--- Working data ---

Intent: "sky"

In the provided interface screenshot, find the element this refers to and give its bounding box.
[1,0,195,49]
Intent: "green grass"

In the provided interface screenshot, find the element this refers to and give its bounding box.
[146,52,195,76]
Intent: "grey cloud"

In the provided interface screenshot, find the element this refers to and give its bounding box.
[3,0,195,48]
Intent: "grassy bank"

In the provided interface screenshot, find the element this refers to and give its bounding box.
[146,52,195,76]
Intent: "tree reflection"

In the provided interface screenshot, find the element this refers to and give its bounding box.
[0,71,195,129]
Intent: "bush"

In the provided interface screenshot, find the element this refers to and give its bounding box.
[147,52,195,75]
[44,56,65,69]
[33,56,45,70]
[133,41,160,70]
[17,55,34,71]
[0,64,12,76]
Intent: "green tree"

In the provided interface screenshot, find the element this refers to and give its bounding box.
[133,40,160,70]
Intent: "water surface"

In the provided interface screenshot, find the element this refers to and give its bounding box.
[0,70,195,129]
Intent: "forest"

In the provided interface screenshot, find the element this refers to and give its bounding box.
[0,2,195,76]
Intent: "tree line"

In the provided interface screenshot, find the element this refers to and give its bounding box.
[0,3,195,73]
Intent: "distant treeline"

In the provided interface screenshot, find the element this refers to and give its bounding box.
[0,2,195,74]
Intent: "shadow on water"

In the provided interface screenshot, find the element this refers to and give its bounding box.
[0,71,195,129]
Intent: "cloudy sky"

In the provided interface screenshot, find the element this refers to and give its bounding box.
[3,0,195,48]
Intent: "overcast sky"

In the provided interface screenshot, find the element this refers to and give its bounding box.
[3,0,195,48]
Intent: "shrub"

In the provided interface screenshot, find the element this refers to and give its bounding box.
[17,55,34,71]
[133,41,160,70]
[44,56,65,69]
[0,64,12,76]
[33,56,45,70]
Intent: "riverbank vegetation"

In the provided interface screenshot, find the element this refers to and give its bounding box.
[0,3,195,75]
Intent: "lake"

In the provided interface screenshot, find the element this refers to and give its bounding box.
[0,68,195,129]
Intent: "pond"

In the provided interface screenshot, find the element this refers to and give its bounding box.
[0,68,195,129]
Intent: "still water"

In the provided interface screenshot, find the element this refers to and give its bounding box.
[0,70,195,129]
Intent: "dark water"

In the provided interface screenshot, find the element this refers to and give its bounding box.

---

> [Directions]: Copy out each record from above, exactly.

> [The reply]:
Intent: "sky"

In the provided interface screenshot, find the element this refers to and give its bounding box.
[1,0,195,49]
Intent: "green grass"

In the provided interface screenshot, find the element this refers to and give its bounding box.
[146,52,195,76]
Intent: "grey cloud"

In the provided interface screenshot, find the element this refers to and give its bounding box.
[3,0,195,48]
Intent: "grassy bank"

In the provided interface screenshot, find the element this refers to and give its bounding box.
[146,52,195,76]
Intent: "tree reflection"

In the provided interface screenshot, find the element this refers to and give its bounding box.
[0,71,195,129]
Intent: "bush"

In the provided interface screenshot, find the element this refers to and give its bounding box.
[147,52,195,75]
[44,56,65,69]
[33,56,45,70]
[133,41,160,70]
[17,55,34,71]
[0,64,12,76]
Intent: "green tree"

In the provided interface screenshot, find the element this refers to and give its bounding box.
[133,40,160,70]
Intent: "water surface"

In the provided interface screenshot, find the element this refers to and give its bounding box.
[0,70,195,129]
Intent: "forest"

In the provided interface screenshot, find the element this refers to and give its bounding box.
[0,2,195,76]
Intent: "tree line"

In the provided interface screenshot, find the element this refers to and give its bounding box.
[0,3,195,73]
Intent: "distant treeline"

In the provided interface screenshot, find the element this refers to and give its bounding box.
[0,2,195,74]
Intent: "shadow on water"

In the provided interface screenshot, find the element this refers to and give its bounding box.
[0,71,195,129]
Intent: "cloudy sky"

In the provided interface screenshot, find the element this refers to and give its bounding box.
[3,0,195,48]
Intent: "overcast sky"

In the provided interface screenshot, find the element this refers to and give its bounding box.
[3,0,195,48]
Intent: "shrub"

In the provided interface screenshot, find the element this refers to and give its bounding box.
[17,55,34,71]
[133,41,160,70]
[44,56,65,69]
[0,64,12,76]
[33,56,45,70]
Intent: "riverbank vegetation"

In the provided interface screenshot, find the element this refers to and give its bounding box.
[0,3,195,75]
Intent: "lake"

In the provided interface screenshot, find the element this refers to and give its bounding box.
[0,68,195,129]
Intent: "pond"

In the provided interface screenshot, find the element this refers to and give its bounding box.
[0,68,195,129]
Intent: "still water"

In the provided interface screenshot, find the element this refers to and give its bounding box.
[0,70,195,129]
Intent: "dark water"

In the provided interface screenshot, find the element this refers to and give its bounding box.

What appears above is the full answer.